• [DIRECTIONS]:
Extract every line in the records below that contains the word "segment".

• [PROVIDED RECORDS]:
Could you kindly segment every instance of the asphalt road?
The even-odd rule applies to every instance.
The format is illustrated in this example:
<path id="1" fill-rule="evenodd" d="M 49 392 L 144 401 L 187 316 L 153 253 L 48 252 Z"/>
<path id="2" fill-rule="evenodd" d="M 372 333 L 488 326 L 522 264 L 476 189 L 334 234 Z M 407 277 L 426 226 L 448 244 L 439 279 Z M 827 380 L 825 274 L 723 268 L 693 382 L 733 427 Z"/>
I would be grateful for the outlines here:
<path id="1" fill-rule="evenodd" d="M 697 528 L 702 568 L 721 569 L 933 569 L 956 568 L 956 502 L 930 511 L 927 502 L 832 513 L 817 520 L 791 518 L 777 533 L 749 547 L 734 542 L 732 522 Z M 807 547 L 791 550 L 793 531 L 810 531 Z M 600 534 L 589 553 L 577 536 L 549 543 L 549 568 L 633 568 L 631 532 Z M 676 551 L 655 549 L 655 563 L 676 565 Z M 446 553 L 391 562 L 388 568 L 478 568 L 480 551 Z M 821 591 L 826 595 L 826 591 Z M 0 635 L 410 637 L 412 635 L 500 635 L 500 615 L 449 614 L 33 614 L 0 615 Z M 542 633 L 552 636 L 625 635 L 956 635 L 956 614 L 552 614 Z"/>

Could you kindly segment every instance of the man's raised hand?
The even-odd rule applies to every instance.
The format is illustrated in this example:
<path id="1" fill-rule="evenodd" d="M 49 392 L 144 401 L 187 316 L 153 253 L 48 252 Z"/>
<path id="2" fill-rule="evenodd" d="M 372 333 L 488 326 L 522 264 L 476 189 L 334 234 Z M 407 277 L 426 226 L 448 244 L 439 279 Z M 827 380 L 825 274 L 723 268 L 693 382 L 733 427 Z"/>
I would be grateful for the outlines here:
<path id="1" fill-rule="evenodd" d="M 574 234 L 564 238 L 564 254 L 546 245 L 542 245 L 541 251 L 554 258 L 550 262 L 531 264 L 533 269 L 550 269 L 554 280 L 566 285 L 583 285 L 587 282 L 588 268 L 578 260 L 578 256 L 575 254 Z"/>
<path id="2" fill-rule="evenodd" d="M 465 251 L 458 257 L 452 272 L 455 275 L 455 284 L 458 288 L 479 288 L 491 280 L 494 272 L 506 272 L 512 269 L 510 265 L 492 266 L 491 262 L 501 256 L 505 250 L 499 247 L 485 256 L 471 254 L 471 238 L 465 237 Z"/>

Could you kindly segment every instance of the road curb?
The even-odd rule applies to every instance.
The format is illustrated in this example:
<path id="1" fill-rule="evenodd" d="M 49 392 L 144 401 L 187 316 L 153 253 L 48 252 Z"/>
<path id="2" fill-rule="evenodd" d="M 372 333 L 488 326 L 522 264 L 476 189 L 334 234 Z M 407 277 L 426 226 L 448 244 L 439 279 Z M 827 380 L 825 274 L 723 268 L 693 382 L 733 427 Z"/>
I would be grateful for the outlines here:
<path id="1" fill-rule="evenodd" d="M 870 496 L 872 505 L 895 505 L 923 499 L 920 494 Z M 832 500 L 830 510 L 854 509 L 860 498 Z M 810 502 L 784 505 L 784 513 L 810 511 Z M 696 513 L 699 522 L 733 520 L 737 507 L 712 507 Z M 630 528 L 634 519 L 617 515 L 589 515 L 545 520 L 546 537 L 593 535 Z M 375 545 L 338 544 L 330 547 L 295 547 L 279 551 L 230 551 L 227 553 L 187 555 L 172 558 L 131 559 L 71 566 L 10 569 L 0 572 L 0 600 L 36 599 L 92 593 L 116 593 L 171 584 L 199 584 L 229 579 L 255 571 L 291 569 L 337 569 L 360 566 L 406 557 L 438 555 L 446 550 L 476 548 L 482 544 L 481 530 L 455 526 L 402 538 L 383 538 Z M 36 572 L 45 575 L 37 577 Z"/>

• [ANSWER IN FULL]:
Could you kindly segment every instance of the asphalt road?
Could you kindly segment every instance of the man's raised hand?
Could you kindly segment every instance of the road curb?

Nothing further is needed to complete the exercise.